Beginning at the line that contains "Guideline: the keypoint for each instance of the outstretched" and ending with the last line of the listing below, arrange each line as a string in a JSON list, leaving out any blank lines.

_DATA LISTING_
• • •
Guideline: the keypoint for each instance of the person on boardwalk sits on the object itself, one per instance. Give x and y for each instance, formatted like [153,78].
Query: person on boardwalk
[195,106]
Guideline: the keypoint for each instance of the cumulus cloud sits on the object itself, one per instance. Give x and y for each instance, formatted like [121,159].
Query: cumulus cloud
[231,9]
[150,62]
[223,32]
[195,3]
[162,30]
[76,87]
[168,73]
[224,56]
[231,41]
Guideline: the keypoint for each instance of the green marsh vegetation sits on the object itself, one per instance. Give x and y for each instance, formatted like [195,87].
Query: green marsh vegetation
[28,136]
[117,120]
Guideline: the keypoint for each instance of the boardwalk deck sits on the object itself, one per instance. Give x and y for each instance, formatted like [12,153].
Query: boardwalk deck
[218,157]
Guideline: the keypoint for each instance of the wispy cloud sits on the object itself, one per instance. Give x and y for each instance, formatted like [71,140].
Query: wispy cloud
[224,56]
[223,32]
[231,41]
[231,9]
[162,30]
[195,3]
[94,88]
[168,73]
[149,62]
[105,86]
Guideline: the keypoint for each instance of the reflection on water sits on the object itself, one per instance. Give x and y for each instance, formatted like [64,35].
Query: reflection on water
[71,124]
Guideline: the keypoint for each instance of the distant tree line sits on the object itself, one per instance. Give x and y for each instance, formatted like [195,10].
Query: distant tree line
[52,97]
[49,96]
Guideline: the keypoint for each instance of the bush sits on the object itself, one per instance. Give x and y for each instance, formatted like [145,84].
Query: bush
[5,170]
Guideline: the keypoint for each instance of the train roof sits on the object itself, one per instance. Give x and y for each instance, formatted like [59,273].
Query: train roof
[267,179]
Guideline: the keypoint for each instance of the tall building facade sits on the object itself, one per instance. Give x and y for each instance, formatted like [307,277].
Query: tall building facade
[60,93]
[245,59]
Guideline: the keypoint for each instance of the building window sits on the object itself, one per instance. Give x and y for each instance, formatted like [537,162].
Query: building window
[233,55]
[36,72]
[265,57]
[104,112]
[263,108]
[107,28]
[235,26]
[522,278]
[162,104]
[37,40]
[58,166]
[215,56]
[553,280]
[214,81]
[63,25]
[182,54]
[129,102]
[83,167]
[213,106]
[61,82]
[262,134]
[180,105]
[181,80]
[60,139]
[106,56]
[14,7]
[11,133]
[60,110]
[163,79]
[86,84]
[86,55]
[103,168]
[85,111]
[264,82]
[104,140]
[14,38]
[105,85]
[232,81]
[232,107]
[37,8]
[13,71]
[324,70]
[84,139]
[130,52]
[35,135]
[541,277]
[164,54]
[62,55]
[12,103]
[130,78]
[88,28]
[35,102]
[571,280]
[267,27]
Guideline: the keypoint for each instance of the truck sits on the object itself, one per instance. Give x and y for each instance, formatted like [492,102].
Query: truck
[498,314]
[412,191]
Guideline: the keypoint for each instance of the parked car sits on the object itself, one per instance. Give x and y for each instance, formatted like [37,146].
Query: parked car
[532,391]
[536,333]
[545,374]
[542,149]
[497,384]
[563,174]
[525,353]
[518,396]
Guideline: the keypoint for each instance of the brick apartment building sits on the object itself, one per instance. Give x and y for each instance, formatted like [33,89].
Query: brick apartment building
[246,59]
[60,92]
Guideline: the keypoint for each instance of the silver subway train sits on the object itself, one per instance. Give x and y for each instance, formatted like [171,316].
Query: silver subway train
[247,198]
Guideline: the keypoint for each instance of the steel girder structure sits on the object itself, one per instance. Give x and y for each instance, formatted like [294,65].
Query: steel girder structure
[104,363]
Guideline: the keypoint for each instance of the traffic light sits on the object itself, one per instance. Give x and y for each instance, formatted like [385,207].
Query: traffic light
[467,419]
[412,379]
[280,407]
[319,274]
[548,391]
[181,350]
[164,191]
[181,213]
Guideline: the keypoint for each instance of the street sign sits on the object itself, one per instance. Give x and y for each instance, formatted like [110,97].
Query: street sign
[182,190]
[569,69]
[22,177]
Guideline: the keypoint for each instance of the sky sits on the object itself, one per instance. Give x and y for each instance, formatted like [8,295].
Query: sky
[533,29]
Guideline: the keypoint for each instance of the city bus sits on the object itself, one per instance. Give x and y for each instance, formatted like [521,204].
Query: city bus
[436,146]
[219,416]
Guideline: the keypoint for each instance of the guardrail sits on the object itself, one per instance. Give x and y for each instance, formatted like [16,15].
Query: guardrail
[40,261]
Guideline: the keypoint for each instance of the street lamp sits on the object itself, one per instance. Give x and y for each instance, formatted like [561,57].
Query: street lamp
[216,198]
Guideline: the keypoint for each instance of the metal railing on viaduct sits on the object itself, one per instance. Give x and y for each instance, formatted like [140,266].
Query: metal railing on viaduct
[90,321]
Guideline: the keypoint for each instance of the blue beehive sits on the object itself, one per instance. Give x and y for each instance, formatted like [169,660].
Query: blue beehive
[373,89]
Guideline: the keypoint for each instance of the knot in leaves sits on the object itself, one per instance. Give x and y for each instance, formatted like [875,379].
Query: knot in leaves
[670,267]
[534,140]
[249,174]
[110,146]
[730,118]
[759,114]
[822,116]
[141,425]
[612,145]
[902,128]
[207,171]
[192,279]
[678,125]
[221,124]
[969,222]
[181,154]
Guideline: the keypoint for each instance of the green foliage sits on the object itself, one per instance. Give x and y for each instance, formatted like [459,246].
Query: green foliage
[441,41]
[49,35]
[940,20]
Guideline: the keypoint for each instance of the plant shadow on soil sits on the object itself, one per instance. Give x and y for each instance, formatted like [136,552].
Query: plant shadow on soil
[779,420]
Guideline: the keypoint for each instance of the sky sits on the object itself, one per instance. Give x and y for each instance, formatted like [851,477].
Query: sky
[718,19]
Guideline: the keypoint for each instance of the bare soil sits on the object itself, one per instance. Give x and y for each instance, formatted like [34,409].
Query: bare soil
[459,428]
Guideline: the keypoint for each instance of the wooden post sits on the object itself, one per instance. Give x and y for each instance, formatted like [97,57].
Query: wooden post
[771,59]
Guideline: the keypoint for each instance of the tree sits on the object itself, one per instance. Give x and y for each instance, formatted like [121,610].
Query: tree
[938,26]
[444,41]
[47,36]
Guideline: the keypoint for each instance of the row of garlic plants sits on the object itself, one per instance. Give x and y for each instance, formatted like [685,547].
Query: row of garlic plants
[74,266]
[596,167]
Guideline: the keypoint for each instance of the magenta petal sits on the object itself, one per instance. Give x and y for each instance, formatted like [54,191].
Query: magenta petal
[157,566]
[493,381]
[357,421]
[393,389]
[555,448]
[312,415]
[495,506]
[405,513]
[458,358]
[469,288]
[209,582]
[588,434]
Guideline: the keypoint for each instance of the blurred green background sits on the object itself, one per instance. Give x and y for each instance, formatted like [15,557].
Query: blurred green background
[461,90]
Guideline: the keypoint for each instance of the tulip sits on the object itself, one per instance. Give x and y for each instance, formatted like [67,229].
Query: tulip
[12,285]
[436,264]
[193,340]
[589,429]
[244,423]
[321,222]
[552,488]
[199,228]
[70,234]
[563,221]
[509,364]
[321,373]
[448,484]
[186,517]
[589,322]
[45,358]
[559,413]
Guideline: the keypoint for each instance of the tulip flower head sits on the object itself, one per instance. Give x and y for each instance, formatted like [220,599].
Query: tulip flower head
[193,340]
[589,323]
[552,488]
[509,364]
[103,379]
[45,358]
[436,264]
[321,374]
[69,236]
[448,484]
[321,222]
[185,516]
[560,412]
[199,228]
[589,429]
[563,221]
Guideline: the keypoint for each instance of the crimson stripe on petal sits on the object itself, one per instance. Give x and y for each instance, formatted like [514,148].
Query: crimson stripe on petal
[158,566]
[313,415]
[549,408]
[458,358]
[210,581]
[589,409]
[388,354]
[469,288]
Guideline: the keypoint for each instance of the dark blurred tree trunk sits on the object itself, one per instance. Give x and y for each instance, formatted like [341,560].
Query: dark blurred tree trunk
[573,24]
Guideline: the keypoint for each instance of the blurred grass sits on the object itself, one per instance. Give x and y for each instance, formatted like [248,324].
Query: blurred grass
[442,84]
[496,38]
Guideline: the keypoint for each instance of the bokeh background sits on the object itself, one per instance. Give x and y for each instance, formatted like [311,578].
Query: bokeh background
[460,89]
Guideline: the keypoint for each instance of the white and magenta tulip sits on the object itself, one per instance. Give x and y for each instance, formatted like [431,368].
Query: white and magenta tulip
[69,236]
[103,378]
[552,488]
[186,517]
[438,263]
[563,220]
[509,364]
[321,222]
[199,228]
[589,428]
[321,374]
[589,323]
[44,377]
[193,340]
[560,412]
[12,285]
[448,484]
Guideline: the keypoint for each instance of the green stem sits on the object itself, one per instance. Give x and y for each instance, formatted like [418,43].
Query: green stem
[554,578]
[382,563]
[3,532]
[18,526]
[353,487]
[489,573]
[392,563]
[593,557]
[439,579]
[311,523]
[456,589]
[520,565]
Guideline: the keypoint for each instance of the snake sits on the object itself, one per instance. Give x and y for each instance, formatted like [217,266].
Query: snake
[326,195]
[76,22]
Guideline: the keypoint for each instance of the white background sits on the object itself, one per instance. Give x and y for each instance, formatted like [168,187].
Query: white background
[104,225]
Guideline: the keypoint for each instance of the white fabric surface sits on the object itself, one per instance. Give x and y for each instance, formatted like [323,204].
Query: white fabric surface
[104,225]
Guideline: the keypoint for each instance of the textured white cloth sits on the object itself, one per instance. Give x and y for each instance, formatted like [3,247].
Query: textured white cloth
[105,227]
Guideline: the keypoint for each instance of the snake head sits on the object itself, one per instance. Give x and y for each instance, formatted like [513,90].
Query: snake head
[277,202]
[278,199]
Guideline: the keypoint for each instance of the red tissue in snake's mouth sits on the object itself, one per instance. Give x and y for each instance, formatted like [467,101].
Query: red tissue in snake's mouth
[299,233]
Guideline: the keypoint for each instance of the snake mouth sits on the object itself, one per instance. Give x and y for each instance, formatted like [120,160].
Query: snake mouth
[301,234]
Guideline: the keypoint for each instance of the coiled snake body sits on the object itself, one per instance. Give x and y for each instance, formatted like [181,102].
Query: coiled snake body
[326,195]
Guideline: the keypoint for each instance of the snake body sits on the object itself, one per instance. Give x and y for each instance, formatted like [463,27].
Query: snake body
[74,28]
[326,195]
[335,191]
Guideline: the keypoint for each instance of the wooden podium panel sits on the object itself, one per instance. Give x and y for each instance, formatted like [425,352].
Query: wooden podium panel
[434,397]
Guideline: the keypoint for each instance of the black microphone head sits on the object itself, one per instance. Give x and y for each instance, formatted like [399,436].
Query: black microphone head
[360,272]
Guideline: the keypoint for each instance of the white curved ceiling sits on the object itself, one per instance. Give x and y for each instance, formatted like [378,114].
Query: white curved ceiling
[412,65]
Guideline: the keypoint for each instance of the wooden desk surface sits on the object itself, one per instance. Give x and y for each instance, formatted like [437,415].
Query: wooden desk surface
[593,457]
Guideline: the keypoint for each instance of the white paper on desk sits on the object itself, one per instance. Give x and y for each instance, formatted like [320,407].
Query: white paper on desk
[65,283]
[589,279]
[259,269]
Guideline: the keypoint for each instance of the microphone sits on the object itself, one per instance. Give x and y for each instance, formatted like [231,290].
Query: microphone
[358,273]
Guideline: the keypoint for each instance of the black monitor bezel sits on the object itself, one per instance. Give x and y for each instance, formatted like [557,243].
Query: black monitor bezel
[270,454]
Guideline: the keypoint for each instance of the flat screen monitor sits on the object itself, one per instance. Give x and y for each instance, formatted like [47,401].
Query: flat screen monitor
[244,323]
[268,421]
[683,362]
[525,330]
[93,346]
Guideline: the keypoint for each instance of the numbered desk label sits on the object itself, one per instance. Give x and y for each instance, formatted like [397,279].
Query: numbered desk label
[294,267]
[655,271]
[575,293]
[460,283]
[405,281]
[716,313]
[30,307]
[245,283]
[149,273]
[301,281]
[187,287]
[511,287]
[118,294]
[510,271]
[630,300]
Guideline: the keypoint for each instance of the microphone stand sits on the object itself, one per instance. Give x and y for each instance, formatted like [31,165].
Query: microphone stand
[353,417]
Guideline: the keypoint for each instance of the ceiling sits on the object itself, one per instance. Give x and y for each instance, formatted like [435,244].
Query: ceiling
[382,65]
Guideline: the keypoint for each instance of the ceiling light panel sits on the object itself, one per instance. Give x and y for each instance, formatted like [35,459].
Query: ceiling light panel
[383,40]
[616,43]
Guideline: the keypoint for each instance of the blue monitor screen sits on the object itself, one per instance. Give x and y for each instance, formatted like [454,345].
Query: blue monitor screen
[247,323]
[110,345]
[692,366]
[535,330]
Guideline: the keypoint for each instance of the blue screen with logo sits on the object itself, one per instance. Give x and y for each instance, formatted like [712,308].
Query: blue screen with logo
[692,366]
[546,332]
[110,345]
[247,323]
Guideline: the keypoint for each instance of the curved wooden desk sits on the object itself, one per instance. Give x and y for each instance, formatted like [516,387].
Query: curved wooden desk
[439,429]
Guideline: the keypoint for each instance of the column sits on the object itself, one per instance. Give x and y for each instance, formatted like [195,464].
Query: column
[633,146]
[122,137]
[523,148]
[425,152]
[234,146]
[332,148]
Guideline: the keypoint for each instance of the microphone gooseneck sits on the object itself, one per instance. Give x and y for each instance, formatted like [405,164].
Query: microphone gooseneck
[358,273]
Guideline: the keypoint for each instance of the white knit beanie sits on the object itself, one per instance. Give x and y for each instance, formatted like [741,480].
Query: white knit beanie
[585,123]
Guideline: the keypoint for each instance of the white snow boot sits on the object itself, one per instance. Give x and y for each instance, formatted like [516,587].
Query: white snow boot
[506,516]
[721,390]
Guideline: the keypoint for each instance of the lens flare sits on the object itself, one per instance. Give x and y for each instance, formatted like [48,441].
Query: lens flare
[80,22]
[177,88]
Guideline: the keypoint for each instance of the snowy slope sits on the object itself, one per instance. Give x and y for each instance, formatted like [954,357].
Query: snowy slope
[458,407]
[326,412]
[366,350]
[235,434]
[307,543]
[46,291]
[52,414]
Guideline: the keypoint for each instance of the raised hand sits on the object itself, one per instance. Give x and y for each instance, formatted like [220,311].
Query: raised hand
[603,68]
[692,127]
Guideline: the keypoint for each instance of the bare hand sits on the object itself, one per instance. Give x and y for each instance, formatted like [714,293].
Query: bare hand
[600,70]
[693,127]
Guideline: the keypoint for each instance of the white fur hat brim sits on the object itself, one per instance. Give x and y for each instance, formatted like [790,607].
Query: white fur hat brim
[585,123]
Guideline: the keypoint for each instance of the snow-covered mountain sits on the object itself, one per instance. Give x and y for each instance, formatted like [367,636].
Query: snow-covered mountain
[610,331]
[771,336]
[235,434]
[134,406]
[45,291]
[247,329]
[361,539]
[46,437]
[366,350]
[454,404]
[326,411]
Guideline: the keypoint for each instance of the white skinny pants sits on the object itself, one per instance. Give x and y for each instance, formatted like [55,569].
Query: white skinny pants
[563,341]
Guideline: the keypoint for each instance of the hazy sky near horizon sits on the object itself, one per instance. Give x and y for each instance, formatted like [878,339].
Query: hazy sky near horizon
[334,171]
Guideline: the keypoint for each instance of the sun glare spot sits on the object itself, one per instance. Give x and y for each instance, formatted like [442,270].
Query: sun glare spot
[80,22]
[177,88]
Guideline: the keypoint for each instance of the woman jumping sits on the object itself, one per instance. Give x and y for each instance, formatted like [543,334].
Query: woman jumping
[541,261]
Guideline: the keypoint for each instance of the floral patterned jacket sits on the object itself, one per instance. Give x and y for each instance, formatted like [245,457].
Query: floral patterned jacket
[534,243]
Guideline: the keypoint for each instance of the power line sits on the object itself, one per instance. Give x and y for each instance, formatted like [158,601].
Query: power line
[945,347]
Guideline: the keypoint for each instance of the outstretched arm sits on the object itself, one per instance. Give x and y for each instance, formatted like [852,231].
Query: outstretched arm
• • •
_SOLVED EXERCISE_
[
  "Guideline: the keypoint for each instance of the outstretched arm sits on the object itself, one per instance. Give x and y for each instance, formatted like [852,231].",
  "Query: outstretched arm"
]